Required action:
Could you write out the line containing "just looking for the weathered" and all the lines below it in the data, exactly, through the final one and nothing else?

Saved data entries:
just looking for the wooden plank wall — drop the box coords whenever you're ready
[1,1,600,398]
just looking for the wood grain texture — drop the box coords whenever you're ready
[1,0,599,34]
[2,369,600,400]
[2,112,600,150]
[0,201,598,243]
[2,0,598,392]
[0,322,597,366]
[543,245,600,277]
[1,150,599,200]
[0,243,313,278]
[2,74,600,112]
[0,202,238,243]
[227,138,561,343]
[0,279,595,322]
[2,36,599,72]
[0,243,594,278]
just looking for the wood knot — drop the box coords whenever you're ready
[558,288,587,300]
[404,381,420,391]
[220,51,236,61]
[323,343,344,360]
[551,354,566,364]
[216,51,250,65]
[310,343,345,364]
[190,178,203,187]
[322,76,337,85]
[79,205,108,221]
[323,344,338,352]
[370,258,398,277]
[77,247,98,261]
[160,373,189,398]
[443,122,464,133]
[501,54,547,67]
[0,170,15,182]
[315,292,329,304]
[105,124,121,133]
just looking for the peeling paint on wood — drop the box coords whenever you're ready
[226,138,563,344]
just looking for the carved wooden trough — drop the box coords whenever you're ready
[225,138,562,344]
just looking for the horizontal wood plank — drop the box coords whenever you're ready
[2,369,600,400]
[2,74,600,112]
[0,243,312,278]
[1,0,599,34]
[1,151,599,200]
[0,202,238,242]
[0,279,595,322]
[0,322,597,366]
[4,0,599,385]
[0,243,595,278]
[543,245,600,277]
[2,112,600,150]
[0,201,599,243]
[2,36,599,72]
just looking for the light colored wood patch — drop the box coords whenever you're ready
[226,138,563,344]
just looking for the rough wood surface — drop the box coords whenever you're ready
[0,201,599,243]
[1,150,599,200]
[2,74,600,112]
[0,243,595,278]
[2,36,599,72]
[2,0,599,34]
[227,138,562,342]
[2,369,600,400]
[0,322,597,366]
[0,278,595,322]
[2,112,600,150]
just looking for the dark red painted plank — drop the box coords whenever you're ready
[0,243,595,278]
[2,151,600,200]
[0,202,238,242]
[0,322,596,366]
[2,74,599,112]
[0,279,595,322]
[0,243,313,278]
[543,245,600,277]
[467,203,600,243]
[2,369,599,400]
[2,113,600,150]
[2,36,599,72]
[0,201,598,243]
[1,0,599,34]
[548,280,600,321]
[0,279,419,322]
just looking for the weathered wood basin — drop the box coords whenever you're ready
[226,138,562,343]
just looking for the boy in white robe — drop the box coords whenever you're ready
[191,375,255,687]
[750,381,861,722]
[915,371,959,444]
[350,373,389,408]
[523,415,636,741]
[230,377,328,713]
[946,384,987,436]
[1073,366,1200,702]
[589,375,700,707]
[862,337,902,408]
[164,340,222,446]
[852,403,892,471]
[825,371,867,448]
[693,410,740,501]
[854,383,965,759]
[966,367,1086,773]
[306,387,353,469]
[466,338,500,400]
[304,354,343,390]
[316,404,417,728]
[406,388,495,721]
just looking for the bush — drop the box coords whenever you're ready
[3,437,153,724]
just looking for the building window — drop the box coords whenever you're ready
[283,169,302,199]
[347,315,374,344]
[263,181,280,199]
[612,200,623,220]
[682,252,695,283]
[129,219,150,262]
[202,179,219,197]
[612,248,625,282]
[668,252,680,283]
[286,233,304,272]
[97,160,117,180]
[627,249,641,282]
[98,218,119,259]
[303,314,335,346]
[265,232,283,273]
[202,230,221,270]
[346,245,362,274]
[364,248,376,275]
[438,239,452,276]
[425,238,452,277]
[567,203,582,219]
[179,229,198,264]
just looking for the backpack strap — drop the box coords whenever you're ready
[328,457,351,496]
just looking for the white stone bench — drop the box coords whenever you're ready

Result for this exercise:
just looking for the weathered wood basin — drop the box coords whenever you're ready
[226,138,562,343]
just looking for the boy in white robe — drop the box coords whenever you're ready
[191,375,255,687]
[750,381,861,722]
[915,371,959,444]
[350,373,389,408]
[523,415,636,741]
[230,377,328,713]
[946,384,987,436]
[1073,366,1200,702]
[589,375,700,707]
[862,337,902,408]
[164,340,222,446]
[852,403,892,471]
[825,371,867,448]
[693,410,740,501]
[854,383,965,759]
[966,367,1086,773]
[306,387,353,469]
[466,338,500,400]
[304,354,343,390]
[316,404,417,728]
[406,388,495,721]
just looking for the bush — drop the box coords whenever you're ready
[3,437,153,724]
just looking for the building window — drop the box coords whenever you're ready
[283,169,302,199]
[347,315,374,344]
[263,181,280,199]
[612,200,623,220]
[682,252,695,283]
[129,219,150,262]
[202,179,219,197]
[612,248,625,282]
[668,252,680,283]
[286,233,304,272]
[97,160,117,180]
[627,249,641,282]
[98,218,119,259]
[303,314,335,346]
[265,232,283,273]
[202,230,221,270]
[346,245,362,274]
[364,248,376,275]
[438,239,452,276]
[425,238,452,277]
[567,203,582,219]
[179,229,198,264]
just looking for the backpack strap — drop the box coords whenever you're ready
[328,457,351,496]
just looking for the white stone bench — drop the box coords whenever you're ready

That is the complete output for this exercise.